**DIRECTIONS FOR THIS TASK:**
Your answer must consist solely of the line containing "# annotate every instance of the sand with" and each line after it through the end of the data, copied exactly.

(Extracted records)
------------------------------------

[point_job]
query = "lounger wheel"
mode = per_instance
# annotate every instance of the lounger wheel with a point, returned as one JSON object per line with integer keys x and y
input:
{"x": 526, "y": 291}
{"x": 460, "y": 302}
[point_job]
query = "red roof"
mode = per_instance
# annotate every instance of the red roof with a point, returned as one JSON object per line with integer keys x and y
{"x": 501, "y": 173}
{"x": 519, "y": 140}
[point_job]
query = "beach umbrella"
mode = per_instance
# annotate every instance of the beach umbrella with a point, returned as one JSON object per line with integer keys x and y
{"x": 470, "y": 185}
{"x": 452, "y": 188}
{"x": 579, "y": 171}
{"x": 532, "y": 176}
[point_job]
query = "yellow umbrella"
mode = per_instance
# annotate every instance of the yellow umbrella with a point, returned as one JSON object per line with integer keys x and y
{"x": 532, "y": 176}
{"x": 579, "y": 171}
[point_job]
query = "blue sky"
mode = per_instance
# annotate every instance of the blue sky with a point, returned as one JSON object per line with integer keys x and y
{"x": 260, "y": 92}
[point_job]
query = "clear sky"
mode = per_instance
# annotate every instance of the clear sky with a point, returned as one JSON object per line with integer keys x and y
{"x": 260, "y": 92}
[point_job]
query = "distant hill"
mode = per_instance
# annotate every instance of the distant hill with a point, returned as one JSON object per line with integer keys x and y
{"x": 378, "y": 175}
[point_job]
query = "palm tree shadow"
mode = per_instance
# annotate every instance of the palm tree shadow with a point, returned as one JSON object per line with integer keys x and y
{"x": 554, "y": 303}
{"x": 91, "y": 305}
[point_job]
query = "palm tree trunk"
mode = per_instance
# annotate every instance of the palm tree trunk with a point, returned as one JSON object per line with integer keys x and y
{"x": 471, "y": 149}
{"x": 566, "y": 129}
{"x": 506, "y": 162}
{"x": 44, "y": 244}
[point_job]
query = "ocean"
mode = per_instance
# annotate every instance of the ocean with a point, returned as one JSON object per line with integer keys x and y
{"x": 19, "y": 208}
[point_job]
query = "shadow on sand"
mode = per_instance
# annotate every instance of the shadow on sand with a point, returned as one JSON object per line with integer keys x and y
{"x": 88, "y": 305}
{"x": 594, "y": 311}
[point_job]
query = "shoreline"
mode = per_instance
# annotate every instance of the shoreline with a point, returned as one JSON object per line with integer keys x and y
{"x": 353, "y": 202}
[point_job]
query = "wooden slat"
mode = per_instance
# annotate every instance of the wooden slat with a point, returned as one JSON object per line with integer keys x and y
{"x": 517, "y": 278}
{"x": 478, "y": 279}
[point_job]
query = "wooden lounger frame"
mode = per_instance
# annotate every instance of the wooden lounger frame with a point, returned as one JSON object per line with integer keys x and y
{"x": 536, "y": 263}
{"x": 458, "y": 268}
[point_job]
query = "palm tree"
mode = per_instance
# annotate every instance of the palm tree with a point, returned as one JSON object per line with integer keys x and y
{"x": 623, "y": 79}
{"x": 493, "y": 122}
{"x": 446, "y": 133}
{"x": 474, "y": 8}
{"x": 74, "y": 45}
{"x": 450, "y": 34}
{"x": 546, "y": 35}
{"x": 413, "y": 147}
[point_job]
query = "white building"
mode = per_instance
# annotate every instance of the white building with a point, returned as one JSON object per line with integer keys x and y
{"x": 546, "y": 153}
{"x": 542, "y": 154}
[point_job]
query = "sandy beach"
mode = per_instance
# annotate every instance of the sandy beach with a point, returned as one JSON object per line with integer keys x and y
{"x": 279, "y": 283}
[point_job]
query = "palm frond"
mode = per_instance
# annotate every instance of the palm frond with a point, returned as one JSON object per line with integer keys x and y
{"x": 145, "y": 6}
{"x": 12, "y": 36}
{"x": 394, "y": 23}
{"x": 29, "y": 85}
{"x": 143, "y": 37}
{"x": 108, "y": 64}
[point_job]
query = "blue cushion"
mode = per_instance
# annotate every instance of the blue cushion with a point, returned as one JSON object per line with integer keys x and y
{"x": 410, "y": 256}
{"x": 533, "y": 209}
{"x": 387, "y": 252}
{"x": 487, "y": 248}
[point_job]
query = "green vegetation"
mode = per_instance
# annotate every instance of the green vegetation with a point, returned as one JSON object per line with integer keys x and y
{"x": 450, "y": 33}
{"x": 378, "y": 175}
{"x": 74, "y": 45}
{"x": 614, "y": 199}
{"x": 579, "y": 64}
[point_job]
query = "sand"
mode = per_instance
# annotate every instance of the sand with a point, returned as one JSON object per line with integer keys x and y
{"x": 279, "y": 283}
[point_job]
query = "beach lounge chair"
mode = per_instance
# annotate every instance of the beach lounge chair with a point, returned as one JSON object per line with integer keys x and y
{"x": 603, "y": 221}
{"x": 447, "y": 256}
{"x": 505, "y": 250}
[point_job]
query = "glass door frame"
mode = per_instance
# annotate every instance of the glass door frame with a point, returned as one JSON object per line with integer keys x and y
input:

------------------------------------

**EXERCISE RESULT:**
# annotate every instance of the sand with a point, returned as one JSON object per line with integer keys x and y
{"x": 279, "y": 283}
[point_job]
query = "beach lounge chair"
mode = per_instance
# annotate every instance of the beach lounge chair with a point, returned as one JSON object per line with integer keys x and y
{"x": 603, "y": 221}
{"x": 447, "y": 256}
{"x": 505, "y": 250}
[point_job]
query = "glass door frame"
mode = per_instance
# annotate every instance of the glass door frame with a point, returned as one JSON object per line with integer keys x and y
input:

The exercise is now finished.